● Aim of the exercise:
Reproduce every line of the records below without changing a single character.

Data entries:
• • • •

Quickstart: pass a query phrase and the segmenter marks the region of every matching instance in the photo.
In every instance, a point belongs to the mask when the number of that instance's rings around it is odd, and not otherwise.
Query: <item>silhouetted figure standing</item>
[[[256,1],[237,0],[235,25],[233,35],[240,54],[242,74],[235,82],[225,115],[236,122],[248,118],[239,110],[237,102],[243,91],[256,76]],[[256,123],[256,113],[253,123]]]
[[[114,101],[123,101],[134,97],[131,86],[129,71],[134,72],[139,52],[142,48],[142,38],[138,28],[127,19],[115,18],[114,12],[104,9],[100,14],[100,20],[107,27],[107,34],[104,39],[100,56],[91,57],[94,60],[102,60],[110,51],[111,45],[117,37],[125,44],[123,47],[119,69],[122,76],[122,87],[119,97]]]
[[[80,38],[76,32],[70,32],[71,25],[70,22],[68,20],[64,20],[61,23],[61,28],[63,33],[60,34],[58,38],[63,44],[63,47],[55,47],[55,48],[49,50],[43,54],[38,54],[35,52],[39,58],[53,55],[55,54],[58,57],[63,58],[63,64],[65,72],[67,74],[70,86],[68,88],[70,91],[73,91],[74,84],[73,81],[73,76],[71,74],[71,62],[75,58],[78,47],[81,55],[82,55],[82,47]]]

• • • •

● Written reply:
Quickstart: pass a query phrase and the segmenter marks the region of every matching instance in the photo.
In every instance, a point belongs to the mask when the number of that instance's rings around it is odd, and not otherwise.
Query: <item>silhouetted figure standing</item>
[[[256,1],[237,0],[235,25],[233,35],[240,54],[242,74],[235,82],[225,115],[236,122],[248,118],[239,110],[237,102],[243,91],[256,76]],[[256,123],[256,113],[253,123]]]
[[[114,101],[123,101],[134,97],[131,86],[129,71],[134,72],[139,52],[142,48],[142,38],[138,28],[127,19],[115,18],[114,12],[104,9],[100,14],[100,20],[107,27],[107,34],[104,39],[100,56],[91,57],[94,60],[102,60],[110,51],[111,45],[117,37],[125,44],[123,47],[119,69],[122,76],[122,87],[119,97]]]
[[[80,38],[76,32],[70,32],[71,25],[70,22],[68,20],[64,20],[61,23],[61,28],[63,33],[60,34],[58,38],[63,44],[63,47],[55,47],[55,48],[49,50],[43,54],[38,54],[35,52],[39,58],[53,55],[55,54],[58,57],[63,58],[63,64],[65,72],[67,74],[70,86],[68,88],[70,91],[73,91],[74,84],[73,81],[73,76],[71,74],[71,62],[75,58],[78,47],[81,55],[82,55],[82,47]]]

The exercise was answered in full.